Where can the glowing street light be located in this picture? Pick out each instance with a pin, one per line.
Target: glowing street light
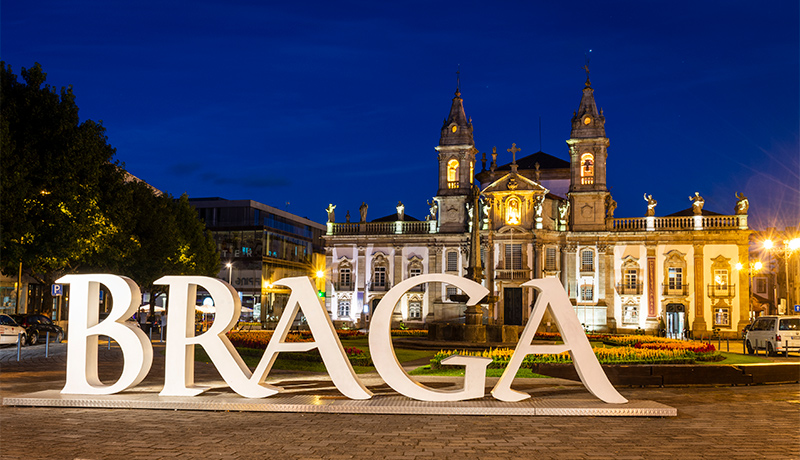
(789, 247)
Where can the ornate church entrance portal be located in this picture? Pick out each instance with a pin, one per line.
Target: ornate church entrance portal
(676, 320)
(512, 306)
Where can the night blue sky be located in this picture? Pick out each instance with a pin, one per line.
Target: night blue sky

**Exercise description:** Locate the word "Pick" in the data above. Copy every line carrying it.

**Exercise answer:**
Where can the glowing street light be located in this picture? Pick out each instance with a pin, one per line.
Where can the ornate church entrance portal be located in this picture? Pick out each instance with a pin, one per line.
Where can the night blue sky be located in this picture? Pick out each instance with a pin, one per line.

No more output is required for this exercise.